Position annotation records:
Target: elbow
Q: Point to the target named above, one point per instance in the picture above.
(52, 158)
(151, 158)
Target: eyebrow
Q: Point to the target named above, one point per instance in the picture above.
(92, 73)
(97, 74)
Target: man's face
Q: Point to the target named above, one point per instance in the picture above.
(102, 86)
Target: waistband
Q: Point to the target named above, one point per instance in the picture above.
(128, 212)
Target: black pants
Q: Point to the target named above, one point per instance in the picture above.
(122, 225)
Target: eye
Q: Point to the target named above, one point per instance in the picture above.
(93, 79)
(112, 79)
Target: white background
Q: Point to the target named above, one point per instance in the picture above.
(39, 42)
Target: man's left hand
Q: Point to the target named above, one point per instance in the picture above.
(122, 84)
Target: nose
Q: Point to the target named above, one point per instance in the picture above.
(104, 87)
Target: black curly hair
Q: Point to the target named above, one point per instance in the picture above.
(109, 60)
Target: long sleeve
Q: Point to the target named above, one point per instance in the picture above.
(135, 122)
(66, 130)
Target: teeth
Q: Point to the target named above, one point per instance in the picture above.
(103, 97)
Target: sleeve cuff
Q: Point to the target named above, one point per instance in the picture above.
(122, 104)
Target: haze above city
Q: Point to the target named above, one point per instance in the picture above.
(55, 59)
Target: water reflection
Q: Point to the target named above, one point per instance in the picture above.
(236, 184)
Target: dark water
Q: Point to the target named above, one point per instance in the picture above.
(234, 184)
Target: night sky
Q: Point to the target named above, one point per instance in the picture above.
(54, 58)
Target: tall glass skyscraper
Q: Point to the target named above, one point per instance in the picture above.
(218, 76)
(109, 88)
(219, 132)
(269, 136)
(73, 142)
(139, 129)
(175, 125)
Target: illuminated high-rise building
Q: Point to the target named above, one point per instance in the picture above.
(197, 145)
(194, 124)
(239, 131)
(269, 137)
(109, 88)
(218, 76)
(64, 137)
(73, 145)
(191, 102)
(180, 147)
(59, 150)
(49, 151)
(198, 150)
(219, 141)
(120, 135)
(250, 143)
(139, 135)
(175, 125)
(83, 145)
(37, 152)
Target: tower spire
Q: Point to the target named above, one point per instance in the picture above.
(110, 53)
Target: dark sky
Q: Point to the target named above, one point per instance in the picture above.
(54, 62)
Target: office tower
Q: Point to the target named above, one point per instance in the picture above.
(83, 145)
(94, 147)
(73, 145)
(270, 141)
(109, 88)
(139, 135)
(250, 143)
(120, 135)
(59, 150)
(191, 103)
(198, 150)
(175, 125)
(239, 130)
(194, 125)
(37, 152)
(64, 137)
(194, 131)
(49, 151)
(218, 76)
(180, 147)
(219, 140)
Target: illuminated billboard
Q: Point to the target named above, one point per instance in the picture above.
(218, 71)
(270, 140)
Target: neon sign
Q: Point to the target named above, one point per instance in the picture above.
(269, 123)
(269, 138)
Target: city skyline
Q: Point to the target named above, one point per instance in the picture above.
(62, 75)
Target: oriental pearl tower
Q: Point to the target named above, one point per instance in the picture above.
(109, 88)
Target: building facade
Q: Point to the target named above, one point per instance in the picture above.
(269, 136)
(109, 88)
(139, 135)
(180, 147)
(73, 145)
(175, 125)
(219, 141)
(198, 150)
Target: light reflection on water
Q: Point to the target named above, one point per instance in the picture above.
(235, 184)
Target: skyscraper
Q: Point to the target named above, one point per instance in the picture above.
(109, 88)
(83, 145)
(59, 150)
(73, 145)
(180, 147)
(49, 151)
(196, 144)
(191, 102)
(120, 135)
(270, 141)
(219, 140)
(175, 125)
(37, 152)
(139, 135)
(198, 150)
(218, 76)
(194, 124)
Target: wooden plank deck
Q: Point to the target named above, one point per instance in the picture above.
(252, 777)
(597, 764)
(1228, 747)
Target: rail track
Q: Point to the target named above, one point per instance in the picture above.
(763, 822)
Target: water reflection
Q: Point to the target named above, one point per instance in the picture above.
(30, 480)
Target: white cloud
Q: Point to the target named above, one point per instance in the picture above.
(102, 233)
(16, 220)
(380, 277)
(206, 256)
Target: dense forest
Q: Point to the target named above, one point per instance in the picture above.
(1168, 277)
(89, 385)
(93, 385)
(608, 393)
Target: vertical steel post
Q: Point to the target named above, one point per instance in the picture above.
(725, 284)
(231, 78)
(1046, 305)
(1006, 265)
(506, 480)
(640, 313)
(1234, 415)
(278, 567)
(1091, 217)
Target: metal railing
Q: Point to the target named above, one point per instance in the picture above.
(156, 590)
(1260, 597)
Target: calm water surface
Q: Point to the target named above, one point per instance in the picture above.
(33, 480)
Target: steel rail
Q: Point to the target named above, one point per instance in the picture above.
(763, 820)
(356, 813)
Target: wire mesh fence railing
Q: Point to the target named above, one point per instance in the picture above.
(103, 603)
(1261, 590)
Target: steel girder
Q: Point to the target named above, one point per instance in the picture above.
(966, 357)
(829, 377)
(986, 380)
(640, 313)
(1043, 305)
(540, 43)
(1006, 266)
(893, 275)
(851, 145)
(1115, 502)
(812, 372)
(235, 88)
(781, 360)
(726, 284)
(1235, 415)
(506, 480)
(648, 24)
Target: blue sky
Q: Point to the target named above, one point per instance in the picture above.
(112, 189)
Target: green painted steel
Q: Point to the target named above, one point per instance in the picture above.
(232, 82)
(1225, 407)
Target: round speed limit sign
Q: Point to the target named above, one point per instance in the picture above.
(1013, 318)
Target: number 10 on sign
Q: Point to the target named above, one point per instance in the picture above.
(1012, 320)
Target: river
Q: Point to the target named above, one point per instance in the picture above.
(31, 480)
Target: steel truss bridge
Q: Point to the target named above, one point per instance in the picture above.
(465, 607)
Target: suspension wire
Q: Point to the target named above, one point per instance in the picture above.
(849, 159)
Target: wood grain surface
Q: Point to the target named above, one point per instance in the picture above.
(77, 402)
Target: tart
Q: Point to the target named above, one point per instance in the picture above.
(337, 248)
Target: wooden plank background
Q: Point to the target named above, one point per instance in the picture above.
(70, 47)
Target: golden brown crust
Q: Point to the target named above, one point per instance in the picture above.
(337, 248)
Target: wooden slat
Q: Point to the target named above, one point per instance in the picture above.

_Short task:_ Write the listing out again, exactly as it reads.

_Task result:_
Target: elbow
Q: Point to the target named above, one point per instance in the picture above.
(52, 158)
(151, 158)
Target: eyebrow
Q: Point to the target named above, one point per instance in the picture above.
(92, 73)
(97, 74)
Target: man's face
Q: Point to the target named above, one point per instance in the picture above.
(102, 86)
Target: waistband
Q: Point to the target named above, one point per instance in the picture above.
(128, 212)
Target: black pants
Q: Point to the target named above, one point per instance in the picture above.
(122, 225)
Target: eye
Q: Point to the target named above, one point per instance in the picture above.
(93, 79)
(112, 79)
Target: white background
Q: Point to the target named above, one point per instance in the picture above.
(39, 42)
Target: man's left hand
Q: Point to the target named above, one point per instance in the picture above.
(122, 84)
Target: nose
Q: Point to the target named above, one point per instance in the picture above.
(104, 87)
Target: black curly hair
Q: Point to the target named above, one point per instance in the picture above.
(109, 60)
Target: long sleeve
Q: Point to the target named above, one point per instance in the picture above.
(135, 122)
(66, 130)
Target: teeth
Q: Point to the target named above, one point per instance in the picture above.
(103, 97)
Target: sleeve cuff
Q: Point to the target named above, one point per instance in the picture above.
(122, 104)
Target: haze above city
Q: Point to the target named above, one point per instance in the picture above.
(55, 59)
Target: water reflection
Q: Point to the target named above, one point per instance in the picture above.
(236, 184)
Target: dark water
Q: Point to the target named above, one point per instance in the picture above.
(234, 184)
Target: night sky
Q: Point to the target named above, one point per instance in the picture above.
(54, 58)
Target: tall glass skyscraper
Q: Point to the target named above, one point per instance in the picture above.
(218, 76)
(109, 88)
(219, 132)
(269, 136)
(73, 142)
(139, 129)
(175, 125)
Target: illuminated high-rise building
Q: Point to the target named above, one point per instance in the picture above.
(197, 145)
(194, 124)
(239, 131)
(269, 137)
(109, 88)
(218, 76)
(64, 137)
(73, 145)
(191, 102)
(180, 147)
(59, 150)
(49, 151)
(198, 150)
(219, 141)
(120, 135)
(250, 143)
(139, 135)
(175, 125)
(83, 145)
(37, 152)
Target: tower spire
Q: Point to the target named above, one point per instance in the picture above.
(110, 53)
Target: dark sky
Q: Point to the target named above, one point per instance in the picture above.
(54, 62)
Target: office tower
Q: Point to the target named above, one point per instance in the picture above.
(83, 145)
(94, 147)
(73, 145)
(270, 141)
(109, 88)
(139, 135)
(250, 143)
(120, 135)
(59, 150)
(191, 103)
(198, 150)
(175, 125)
(239, 130)
(194, 125)
(37, 152)
(64, 137)
(194, 131)
(49, 151)
(218, 76)
(180, 147)
(219, 140)
Target: illuminated billboard
Q: Point to the target named above, one point per instance in the picture above.
(218, 71)
(270, 140)
Target: neon sign
Q: Point to the target named above, one point per instance in the picture above.
(269, 123)
(269, 138)
Target: city skyline
Q: Point to the target named above, one point per instance in the picture above.
(62, 75)
Target: oriental pearl tower
Q: Point to the target named above, one point per instance in the picture above.
(109, 88)
Target: building facade
Q: Point to the target named above, one point per instance in the picture above.
(269, 136)
(109, 88)
(139, 135)
(180, 147)
(73, 145)
(175, 125)
(219, 141)
(198, 150)
Target: light reflection on water
Q: Point to the target named above, one point per instance in the picture above.
(235, 184)
Target: skyscraper
Q: Point to the target named above, one point per instance in the picture above.
(109, 88)
(83, 145)
(59, 150)
(73, 145)
(180, 147)
(49, 151)
(196, 144)
(191, 102)
(120, 135)
(270, 141)
(219, 140)
(175, 125)
(37, 152)
(139, 135)
(198, 150)
(218, 76)
(194, 124)
Target: wooden plank deck
Q: Point to the target named above, one point per instance in the picture above.
(252, 777)
(597, 764)
(1228, 747)
Target: rail track
Q: Point to the target named above, one point per instance in the picture above.
(763, 822)
Target: water reflection
Q: Point to the target named above, one point per instance in the picture above.
(30, 480)
Target: white cloud
Q: Point to the target named above, one point per instance in the picture above.
(102, 233)
(16, 220)
(380, 277)
(206, 256)
Target: dense forest
Q: Point to the target named above, one point per instance in the picture above.
(1168, 277)
(89, 385)
(93, 385)
(608, 393)
Target: vertical steel post
Q: Point to the target named above, one point per instance in the picture above.
(725, 284)
(231, 78)
(1046, 305)
(1006, 265)
(506, 480)
(640, 313)
(1234, 415)
(278, 567)
(1091, 217)
Target: metal railing
Q: Point to the target named above, one point per instance in the picture above.
(156, 590)
(1260, 597)
Target: calm water surface
Q: Point to the target named above, one point per instance in the picture above.
(33, 480)
Target: steel rail
Q: Point to the target named above, one point per instance in the picture above.
(763, 820)
(356, 813)
Target: wire mesh fence railing
Q: Point to the target named above, one point per instance in the picture above.
(103, 603)
(1261, 590)
Target: steel girder
Q: Point to the target named above, one point per instance in the picture above.
(966, 357)
(829, 377)
(986, 380)
(640, 313)
(1043, 305)
(540, 43)
(1006, 266)
(893, 275)
(851, 145)
(1115, 502)
(812, 372)
(235, 88)
(781, 360)
(726, 284)
(1235, 415)
(506, 480)
(648, 24)
Target: blue sky
Q: Point to the target named above, one point per instance in the picture above.
(112, 189)
Target: green painted steel
Q: Point to the target named above, one point per instance in the picture above.
(232, 82)
(1225, 407)
Target: round speed limit sign
Q: Point to the target named above, one point per instance in the picture above.
(1013, 318)
Target: number 10 on sign
Q: Point to the target named above, one point per instance in the picture above.
(1012, 320)
Target: river
Q: Point to the target named above, one point per instance in the picture above.
(31, 480)
Target: steel truss bridge
Q: Point to the target named above, one point per instance in the picture above.
(465, 607)
Target: suspension wire
Q: Point to the target named above, one point per instance in the picture above.
(849, 159)
Target: wood grain surface
Q: Point to the target named above, one point per instance in the picture above.
(77, 402)
Target: tart
Q: Point to the target named above, one point per instance in the picture above.
(337, 248)
Target: wooden plank background
Q: Point to the target named above, one point per instance in the picture above.
(70, 47)
Target: golden brown crust
Q: Point to the target named above, one point per instance in the picture above.
(337, 248)
Target: wooden slat
Q: Point to the target named above, one point per instance in the picture above.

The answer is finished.